WHAT YOU ARE ASKED TO DO =
Update the lines from the line with "Pin every instance of the dashed" through the last line, replacing "lane marking" with "lane line" and leaving everything else unchanged. Give back only those lines.

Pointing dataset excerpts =
=-=-=
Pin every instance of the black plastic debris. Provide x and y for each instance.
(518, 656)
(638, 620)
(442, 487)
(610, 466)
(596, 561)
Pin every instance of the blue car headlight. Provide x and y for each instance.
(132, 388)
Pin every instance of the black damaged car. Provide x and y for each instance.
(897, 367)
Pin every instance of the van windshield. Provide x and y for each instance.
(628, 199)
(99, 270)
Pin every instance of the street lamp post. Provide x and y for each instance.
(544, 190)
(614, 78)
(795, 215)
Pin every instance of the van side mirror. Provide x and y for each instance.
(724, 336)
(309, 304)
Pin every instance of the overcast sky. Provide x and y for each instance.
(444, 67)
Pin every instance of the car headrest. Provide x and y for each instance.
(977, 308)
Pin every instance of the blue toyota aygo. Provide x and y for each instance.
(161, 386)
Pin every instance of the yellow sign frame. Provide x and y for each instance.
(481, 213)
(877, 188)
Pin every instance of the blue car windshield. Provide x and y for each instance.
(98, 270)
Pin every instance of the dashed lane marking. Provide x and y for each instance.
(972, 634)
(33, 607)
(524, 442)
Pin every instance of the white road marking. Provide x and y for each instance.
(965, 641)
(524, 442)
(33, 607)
=-=-=
EXERCISE OUTPUT =
Pin every instance of the dashed lane line. Provide x and y for each instance.
(972, 634)
(33, 607)
(524, 442)
Pin every instance of the white road marking. Provide x and y for each instance.
(965, 641)
(524, 442)
(33, 607)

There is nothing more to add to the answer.